* **Problem description**: Print the lines in the listing below that fall between the line with "INSTRUCTION = locate a point on each instance of the rough" and the line with "TARGET = metal swing frame", those two lines included, exactly as they stand and with nothing else.

* **Data to use**:
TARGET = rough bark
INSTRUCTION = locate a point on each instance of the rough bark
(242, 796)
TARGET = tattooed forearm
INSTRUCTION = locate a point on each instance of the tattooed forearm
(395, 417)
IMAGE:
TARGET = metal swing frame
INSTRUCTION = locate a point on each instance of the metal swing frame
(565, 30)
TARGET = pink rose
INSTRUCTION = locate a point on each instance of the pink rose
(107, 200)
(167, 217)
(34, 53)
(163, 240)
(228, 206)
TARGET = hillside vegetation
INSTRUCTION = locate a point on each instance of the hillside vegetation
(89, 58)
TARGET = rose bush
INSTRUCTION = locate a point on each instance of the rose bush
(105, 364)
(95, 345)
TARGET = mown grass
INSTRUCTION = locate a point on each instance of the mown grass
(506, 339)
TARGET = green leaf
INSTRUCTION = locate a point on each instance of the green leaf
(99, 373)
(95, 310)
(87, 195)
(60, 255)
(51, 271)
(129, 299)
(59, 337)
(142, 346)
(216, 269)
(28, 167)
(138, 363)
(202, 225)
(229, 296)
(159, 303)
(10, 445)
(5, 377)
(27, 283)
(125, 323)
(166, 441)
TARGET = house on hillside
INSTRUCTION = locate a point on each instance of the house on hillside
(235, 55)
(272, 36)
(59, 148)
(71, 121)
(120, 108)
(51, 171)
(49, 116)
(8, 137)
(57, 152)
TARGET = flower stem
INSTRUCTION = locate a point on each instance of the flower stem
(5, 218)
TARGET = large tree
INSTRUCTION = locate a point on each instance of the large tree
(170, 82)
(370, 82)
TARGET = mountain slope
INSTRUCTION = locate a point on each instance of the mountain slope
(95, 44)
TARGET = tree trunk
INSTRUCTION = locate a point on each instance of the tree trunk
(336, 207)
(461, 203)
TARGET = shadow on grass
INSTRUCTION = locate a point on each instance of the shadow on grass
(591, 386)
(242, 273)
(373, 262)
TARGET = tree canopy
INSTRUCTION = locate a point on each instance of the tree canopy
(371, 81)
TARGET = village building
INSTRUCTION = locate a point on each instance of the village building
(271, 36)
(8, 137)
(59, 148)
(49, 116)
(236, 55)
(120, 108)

* **Result**:
INSTRUCTION = locate a point on each instance of the rough bark
(242, 796)
TARGET = tattooed forearm
INSTRUCTION = locate a point on each instance of the tattooed forearm
(395, 417)
IMAGE:
TARGET = metal swing frame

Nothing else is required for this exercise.